[WORK REQUIRED]: Copy each line in the data below that contains the word "floor".

--------

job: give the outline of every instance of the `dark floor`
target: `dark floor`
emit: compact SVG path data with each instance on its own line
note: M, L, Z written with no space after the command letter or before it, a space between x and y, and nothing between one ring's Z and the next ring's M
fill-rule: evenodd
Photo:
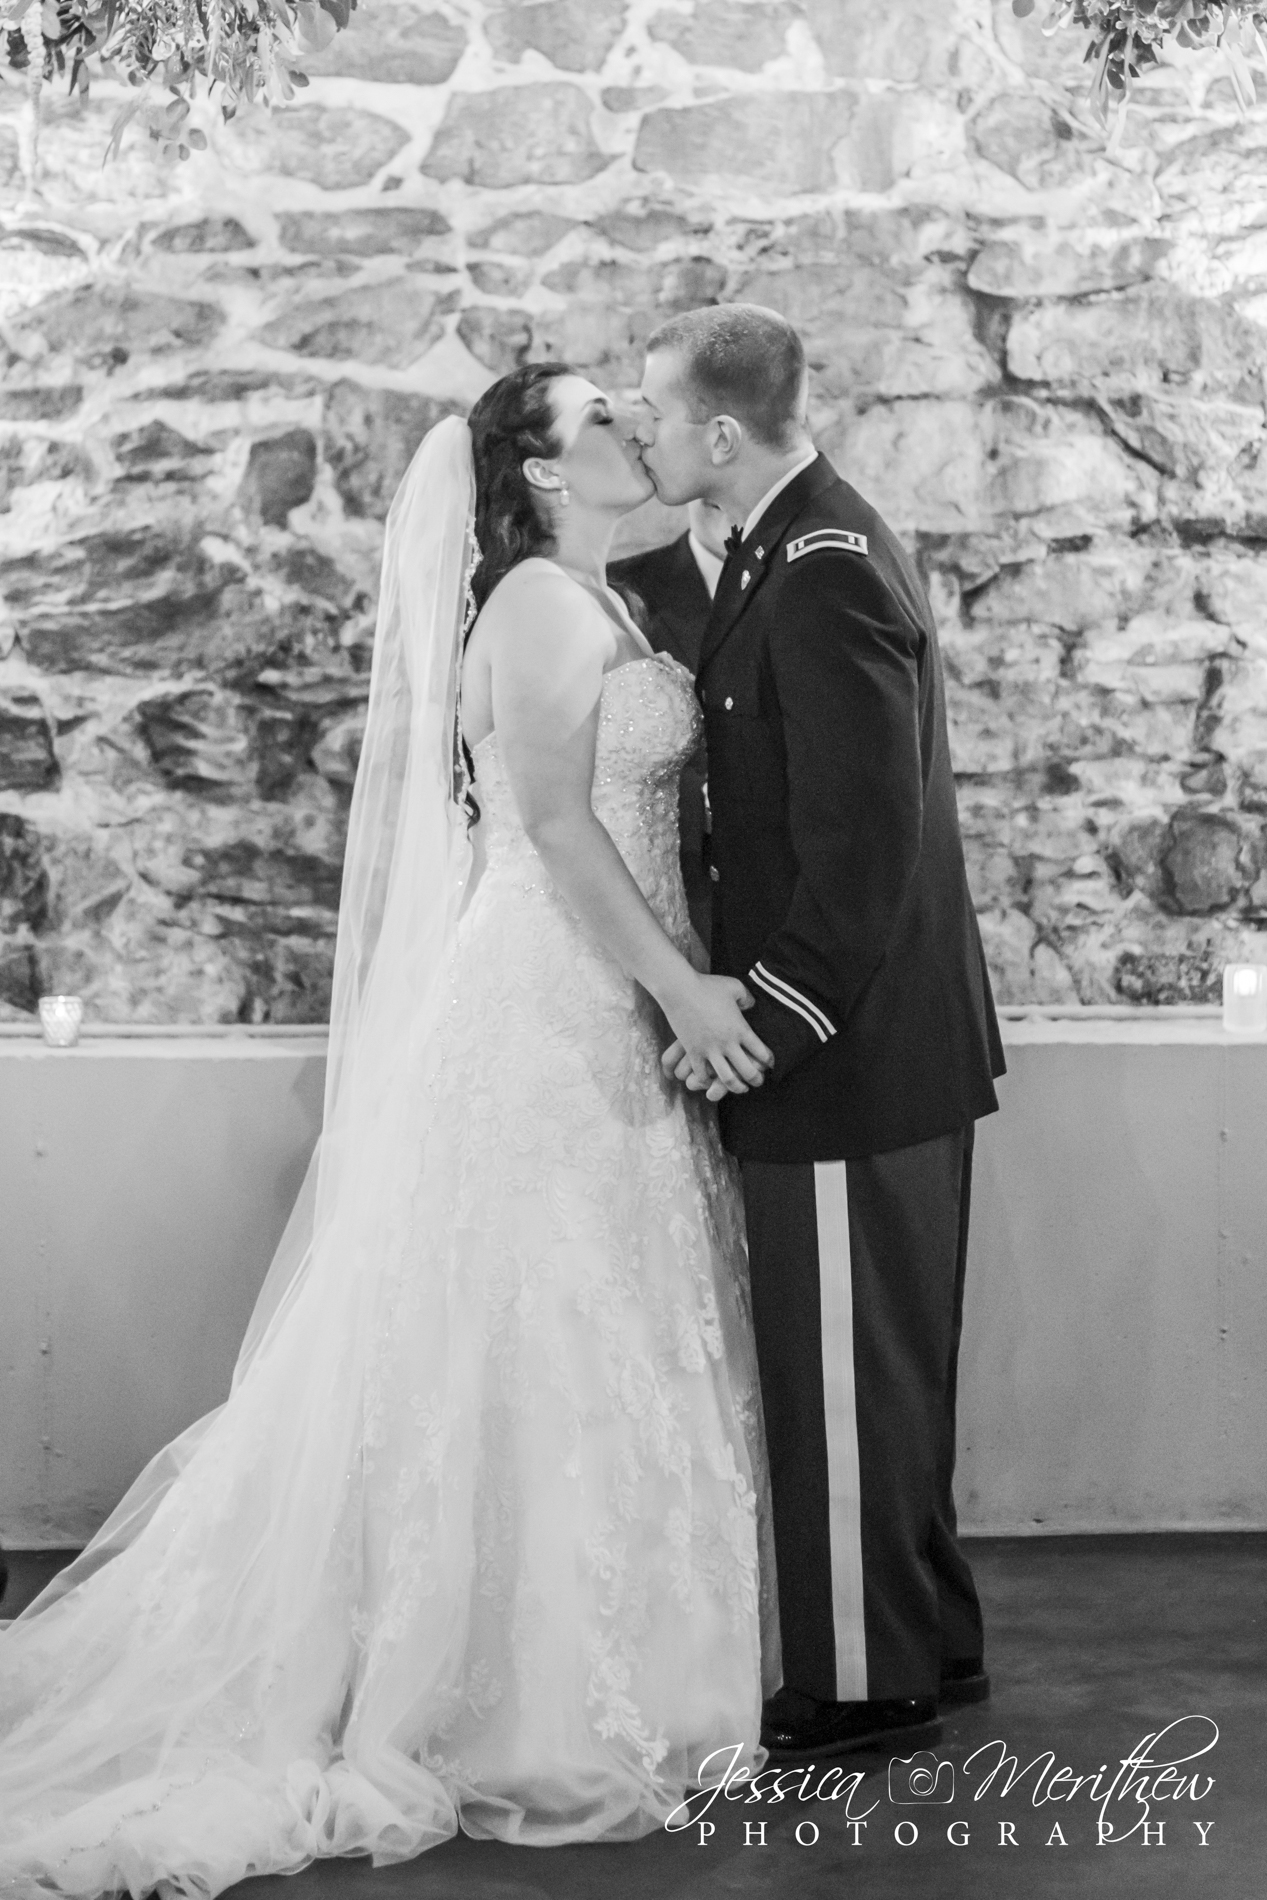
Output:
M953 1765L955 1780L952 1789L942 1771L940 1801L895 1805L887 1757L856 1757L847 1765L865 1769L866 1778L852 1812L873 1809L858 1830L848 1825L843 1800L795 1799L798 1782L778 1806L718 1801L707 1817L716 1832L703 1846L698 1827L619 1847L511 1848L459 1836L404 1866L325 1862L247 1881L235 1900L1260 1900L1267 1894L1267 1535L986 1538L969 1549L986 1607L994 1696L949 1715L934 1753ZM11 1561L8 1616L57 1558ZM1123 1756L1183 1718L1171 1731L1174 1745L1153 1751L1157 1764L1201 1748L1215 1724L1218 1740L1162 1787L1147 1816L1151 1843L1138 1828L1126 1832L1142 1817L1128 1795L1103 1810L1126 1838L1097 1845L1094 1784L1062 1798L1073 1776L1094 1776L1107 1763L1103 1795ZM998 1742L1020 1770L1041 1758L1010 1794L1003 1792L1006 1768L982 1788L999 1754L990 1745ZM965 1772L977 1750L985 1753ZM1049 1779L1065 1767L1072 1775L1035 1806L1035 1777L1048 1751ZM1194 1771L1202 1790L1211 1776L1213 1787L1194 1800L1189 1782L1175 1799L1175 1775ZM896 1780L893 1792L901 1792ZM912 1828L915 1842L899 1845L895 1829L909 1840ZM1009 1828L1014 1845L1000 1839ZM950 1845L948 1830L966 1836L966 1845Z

--------

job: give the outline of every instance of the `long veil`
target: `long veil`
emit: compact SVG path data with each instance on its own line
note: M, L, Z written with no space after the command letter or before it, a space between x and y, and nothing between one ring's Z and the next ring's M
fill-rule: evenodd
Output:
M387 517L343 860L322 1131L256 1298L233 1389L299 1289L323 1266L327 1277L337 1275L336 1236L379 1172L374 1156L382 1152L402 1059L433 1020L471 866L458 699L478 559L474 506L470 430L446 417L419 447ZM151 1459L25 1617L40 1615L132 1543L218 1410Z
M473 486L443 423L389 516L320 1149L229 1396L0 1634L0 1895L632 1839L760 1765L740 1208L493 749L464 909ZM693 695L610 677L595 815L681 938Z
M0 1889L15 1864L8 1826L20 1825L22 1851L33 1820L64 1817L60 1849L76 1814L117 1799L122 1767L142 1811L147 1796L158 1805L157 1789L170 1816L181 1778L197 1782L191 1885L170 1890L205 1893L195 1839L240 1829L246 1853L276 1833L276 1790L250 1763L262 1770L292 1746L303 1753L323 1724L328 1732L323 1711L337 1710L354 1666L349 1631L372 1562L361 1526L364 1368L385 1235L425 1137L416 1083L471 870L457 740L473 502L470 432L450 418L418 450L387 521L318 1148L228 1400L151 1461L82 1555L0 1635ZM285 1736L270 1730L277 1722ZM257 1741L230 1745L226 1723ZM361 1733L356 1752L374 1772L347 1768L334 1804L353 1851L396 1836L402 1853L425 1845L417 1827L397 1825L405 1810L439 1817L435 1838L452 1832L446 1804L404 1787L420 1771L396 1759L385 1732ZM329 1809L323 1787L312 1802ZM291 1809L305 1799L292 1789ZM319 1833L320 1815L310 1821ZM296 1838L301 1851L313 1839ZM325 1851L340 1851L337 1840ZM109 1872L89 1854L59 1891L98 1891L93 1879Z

--------

[OUTPUT BELOW]:
job: give the outline of every instance of the `dark floor`
target: `dark floor`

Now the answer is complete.